■ **Selected extract**
-*-
Some of the manufacturing solutions from the past are not applicable in the modern world. For instance, the cost of labour is one that cannot be solved in the ‘traditional’ way. In the past, many companies simply moved production to lower cost economies in order to save cost. However, this is not always appropriate now. Labour costs in manufacturing have risen in countries such as China and stagnated in Western economies. At the same time, there are potential concerns with delivery times and product quality with regards to components made in the Far East. Sometimes, the first step in becoming agile is making the decision to step away from traditional solutions and traditional thinking and instead, find new ways to maintain high product quality at acceptable cost.

Flexibility through outsourcing

Finding success in today’s commercial environment usually means responding quickly and efficiently to changes in technology or market conditions. One way of doing this is to outsource the manufacture of electronic components, such as printed circuit board assemblies (PCBAs), to a contract electronics manufacturer (CEM). This allows companies to focus on their core expertise, reduces risk and cost, and accelerate time to market.

However, outsourcing has changed. In many cases, it is no longer simply ‘farming out’ production to the cheapest provider. In the fast-moving world of modern electronics, manufacturers must be able to guarantee product quality and delivery times. The old model, of simply moving production to a lower-cost economy, is no longer applicable.
-*-
■ **Data extract**

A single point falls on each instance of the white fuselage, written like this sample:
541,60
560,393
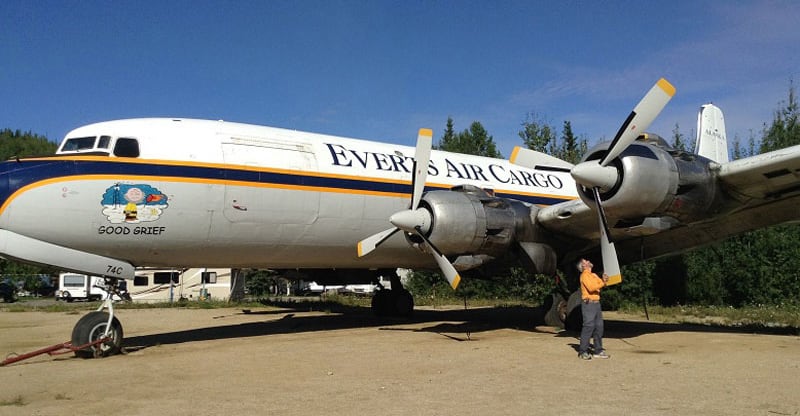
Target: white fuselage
-*-
■ **Task instructions**
In the passage on manufacturing and outsourcing, how have manufacturing labor costs changed in China and in Western economies? Rely only on the passage about manufacturing, not on the listing.

■ **Final answer**
They have risen in China and stagnated in Western economies.